Excerpts from a detection dataset
## begin
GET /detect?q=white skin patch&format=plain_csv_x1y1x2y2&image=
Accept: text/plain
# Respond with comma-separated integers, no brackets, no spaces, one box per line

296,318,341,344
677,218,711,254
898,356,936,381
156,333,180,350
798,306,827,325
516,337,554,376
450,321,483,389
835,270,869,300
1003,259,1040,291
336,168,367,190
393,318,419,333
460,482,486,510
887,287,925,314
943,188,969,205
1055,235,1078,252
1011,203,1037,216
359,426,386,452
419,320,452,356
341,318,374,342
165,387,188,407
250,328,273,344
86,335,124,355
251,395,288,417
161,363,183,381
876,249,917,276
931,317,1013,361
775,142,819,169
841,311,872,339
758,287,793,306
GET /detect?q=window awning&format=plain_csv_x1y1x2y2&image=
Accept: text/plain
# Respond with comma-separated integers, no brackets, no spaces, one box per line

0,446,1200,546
## end
## begin
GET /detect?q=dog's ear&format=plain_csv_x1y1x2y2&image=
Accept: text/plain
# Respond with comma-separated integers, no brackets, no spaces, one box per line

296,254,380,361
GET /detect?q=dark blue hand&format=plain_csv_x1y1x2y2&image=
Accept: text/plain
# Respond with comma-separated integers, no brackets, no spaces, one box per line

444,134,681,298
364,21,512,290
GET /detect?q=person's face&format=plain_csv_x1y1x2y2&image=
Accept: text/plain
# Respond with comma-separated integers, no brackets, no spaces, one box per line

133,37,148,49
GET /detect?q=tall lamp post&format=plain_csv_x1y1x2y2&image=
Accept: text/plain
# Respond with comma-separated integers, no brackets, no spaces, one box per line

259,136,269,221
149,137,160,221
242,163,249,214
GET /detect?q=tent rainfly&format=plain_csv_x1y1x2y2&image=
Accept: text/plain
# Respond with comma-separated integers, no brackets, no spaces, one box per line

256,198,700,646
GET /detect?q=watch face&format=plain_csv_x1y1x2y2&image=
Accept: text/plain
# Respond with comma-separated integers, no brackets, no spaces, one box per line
## end
## begin
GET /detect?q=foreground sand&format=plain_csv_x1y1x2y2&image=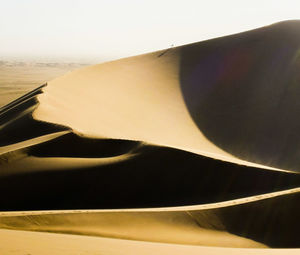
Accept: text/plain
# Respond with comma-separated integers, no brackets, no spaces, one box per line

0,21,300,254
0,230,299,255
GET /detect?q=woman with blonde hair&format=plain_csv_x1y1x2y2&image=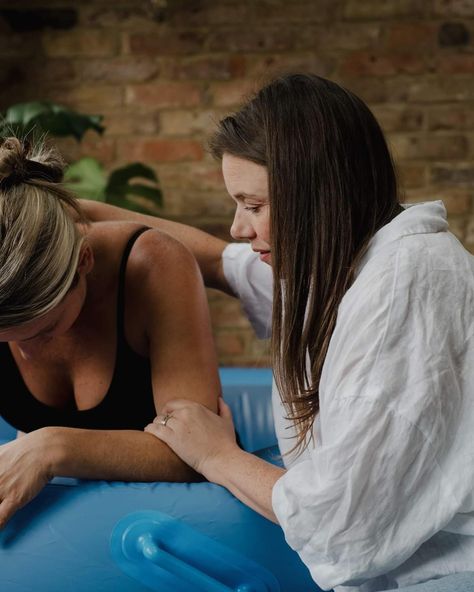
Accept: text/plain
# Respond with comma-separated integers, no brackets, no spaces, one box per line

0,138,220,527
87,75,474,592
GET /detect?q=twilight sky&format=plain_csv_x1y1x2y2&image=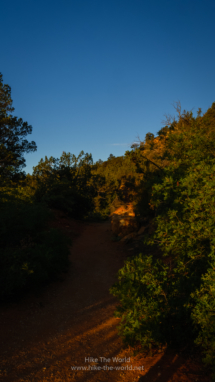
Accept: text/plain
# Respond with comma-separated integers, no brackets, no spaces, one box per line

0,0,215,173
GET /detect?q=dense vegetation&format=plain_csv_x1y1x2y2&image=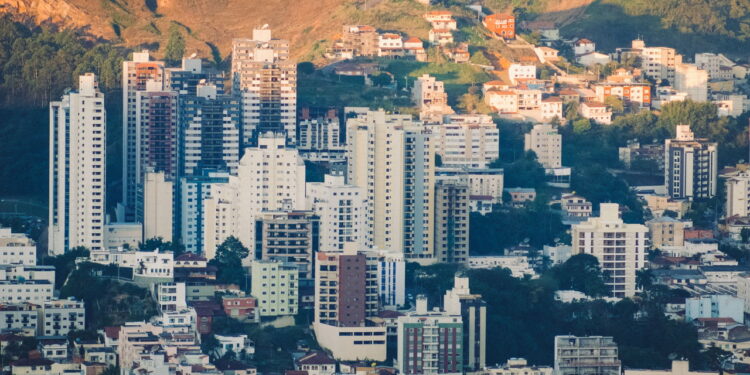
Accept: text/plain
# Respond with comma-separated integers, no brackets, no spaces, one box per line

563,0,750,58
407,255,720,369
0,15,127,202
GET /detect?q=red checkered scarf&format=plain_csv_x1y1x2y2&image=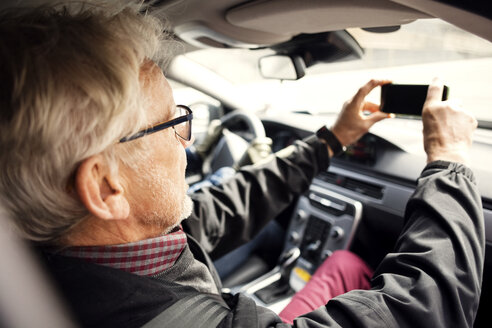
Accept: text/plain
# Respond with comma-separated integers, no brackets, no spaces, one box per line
## end
**Instructions for the task:**
Put the lines of the items above, from the line containing "GET /detect?q=white skin" through the line containing "0,446,1200,546", into a numbered list, leaving out blank lines.

**Exercise output:**
1. GET /detect?q=white skin patch&format=plain_csv_x1y1x2y2&image=
2. Accept: text/plain
3. # Respond with comma-separated integers, no brackets, no spaces, one box per line
4. 296,318,341,344
5. 677,218,711,254
6. 898,356,936,381
7. 156,333,180,350
8. 798,306,827,325
9. 516,337,554,376
10. 450,321,483,389
11. 835,270,869,300
12. 1003,259,1040,291
13. 336,168,367,190
14. 393,318,419,333
15. 460,482,486,510
16. 887,287,925,314
17. 943,188,969,205
18. 1055,235,1078,252
19. 1011,203,1037,216
20. 359,426,386,452
21. 419,320,452,356
22. 341,318,374,342
23. 165,387,188,407
24. 250,328,273,344
25. 86,335,124,355
26. 251,395,288,417
27. 161,363,183,381
28. 876,249,917,276
29. 931,317,1013,361
30. 775,142,819,169
31. 841,311,872,339
32. 758,287,793,306
33. GET /detect?q=window awning&format=plain_csv_x1y1x2y2&image=
34. Accept: text/plain
35. # Respond with comma-separated integers, no brackets, no spaces, one box per line
36. 0,446,1200,546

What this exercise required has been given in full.